**Document segment:**
Its possible to read it in either way, just depends on whether you think the ability snapshots or not.

That being said, if you think the template snapshots, then you should apply that logic consistently, and also snapshot the spell-like abilities that they get.

----------


## Saintheart

By RAW you don't increase Spell Resistance when advancing a monster by HD, but the MM2 had a note hidden away which suggests otherwise.  The general idea was that SR was meant to keep pace with a creature's CR (11+CR) because SR "should" have a default 50/50 chance of lolnoping a spell, absent the player investing in things like Spell Penetration (or SR flat out not applying). So at this point it becomes a DM job to judge what he thinks SR should be doing at the levels the game is running at.

----------


## Biggus

> By RAW you don't increase Spell Resistance when advancing a monster by HD


Pretty sure specific trumps general in this case. Most monsters with SR just have a fixed number listed, but half-fiend (and many other templates) explicitly say that their SR is based on HD.

**Information provided:**
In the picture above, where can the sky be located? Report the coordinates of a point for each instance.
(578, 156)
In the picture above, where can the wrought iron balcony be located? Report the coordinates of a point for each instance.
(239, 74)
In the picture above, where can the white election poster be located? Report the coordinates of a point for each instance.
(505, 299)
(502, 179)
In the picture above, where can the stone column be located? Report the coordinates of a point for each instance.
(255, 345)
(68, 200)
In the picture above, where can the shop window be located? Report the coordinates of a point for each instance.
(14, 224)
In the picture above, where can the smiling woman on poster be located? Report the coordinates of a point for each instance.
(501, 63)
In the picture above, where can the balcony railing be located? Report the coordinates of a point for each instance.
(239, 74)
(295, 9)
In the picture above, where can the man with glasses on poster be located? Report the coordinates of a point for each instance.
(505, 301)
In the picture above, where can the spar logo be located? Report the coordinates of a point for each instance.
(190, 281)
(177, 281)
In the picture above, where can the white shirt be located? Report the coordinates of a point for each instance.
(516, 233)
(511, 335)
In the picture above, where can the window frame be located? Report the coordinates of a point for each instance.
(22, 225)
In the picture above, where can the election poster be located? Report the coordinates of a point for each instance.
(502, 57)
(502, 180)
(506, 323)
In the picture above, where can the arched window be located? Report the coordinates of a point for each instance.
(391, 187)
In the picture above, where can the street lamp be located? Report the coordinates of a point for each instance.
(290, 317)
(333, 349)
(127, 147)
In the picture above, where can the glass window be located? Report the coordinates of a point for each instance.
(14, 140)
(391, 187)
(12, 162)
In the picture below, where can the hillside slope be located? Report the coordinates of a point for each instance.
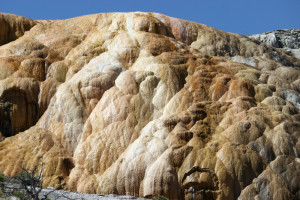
(144, 104)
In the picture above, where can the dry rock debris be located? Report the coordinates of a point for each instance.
(143, 104)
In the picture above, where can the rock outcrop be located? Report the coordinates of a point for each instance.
(144, 104)
(288, 39)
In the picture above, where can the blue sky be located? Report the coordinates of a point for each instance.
(237, 16)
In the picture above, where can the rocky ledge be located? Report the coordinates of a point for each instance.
(147, 105)
(288, 39)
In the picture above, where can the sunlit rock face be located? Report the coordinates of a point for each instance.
(288, 39)
(144, 104)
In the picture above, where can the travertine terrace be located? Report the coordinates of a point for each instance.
(144, 104)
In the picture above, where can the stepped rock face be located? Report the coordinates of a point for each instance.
(144, 104)
(288, 39)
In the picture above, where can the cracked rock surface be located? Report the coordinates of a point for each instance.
(143, 104)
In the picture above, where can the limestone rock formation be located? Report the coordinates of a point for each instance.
(144, 104)
(288, 39)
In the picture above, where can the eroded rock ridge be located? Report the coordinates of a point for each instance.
(144, 104)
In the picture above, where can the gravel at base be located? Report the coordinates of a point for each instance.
(58, 194)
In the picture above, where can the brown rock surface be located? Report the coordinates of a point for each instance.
(144, 104)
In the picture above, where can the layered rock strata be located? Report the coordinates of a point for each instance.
(144, 104)
(288, 39)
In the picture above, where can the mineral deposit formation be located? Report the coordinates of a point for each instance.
(148, 105)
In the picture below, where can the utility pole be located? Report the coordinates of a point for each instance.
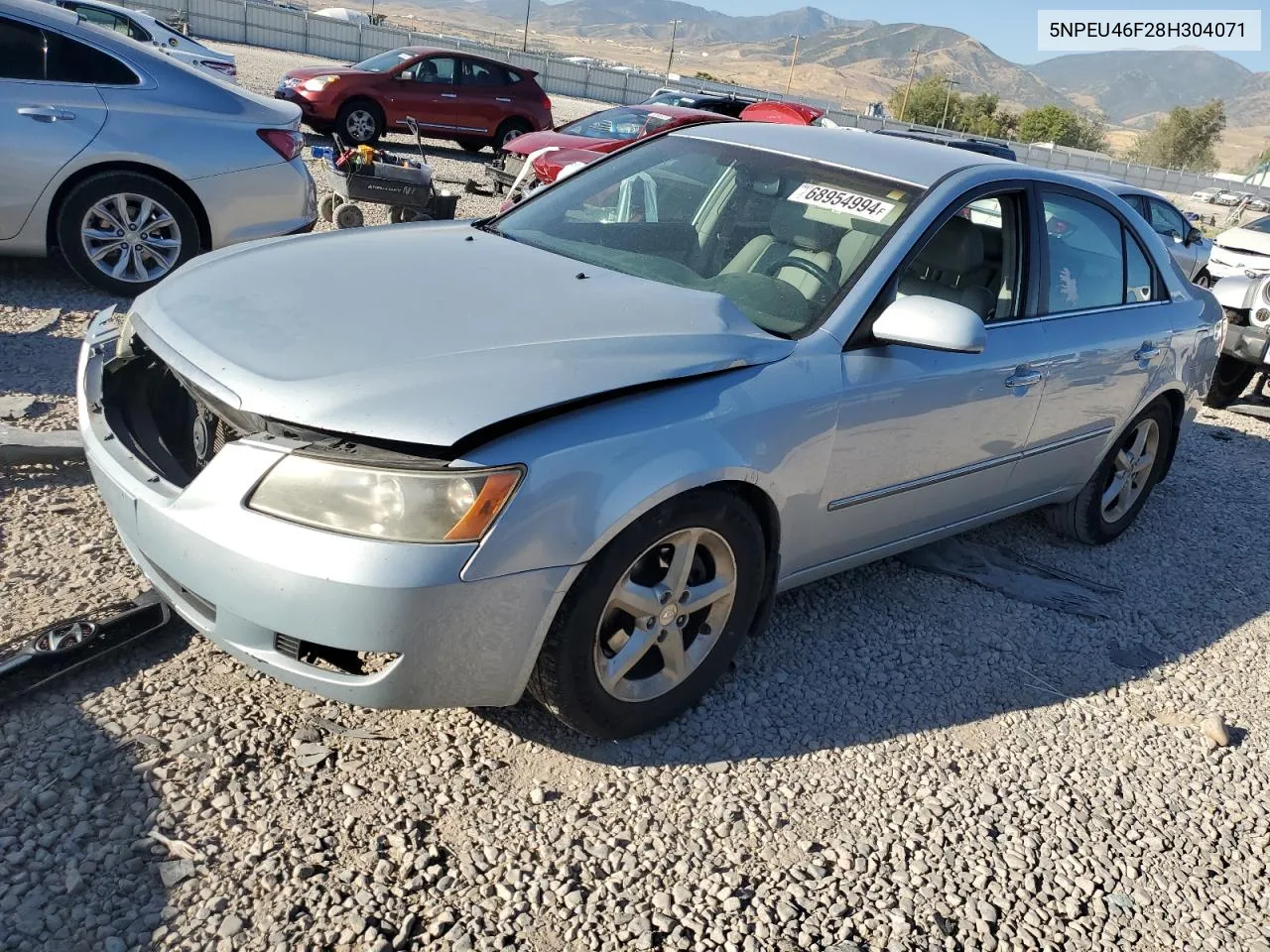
(675, 26)
(793, 60)
(912, 72)
(948, 98)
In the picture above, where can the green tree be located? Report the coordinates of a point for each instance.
(925, 102)
(1064, 127)
(1187, 139)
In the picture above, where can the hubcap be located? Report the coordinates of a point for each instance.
(361, 125)
(131, 238)
(666, 615)
(1130, 470)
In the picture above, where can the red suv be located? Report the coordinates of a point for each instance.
(470, 99)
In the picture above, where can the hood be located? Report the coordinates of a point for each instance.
(549, 166)
(534, 141)
(429, 333)
(1245, 241)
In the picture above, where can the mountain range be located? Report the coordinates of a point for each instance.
(1127, 87)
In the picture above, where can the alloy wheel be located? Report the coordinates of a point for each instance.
(359, 125)
(666, 615)
(131, 238)
(1130, 470)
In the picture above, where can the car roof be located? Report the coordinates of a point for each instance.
(897, 158)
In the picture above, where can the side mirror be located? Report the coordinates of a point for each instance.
(931, 322)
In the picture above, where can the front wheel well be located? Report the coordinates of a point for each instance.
(176, 184)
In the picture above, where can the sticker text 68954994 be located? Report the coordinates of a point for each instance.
(847, 202)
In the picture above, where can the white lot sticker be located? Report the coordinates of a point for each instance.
(846, 202)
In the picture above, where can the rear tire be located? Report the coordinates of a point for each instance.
(359, 122)
(509, 130)
(722, 544)
(1229, 380)
(155, 231)
(1089, 518)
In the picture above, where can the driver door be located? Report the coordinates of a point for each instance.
(926, 439)
(429, 91)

**Things to do:**
**1)** Explain in one to three sentences why, according to the spell resistance thread, spell resistance was meant to keep pace with a creature's CR.
**2)** Please copy the spell resistance thread word for word, between "Its possible to" and "that they get.", inclusive.

**Exercise solutions:**
**1)** Spell resistance was meant to scale as 11 + CR because it "should" give a default 50/50 chance of stopping a spell. That chance applies unless the player invests in things like Spell Penetration or spell resistance doesn't apply at all.

**2)**
Its possible to read it in either way, just depends on whether you think the ability snapshots or not.

That being said, if you think the template snapshots, then you should apply that logic consistently, and also snapshot the spell-like abilities that they get.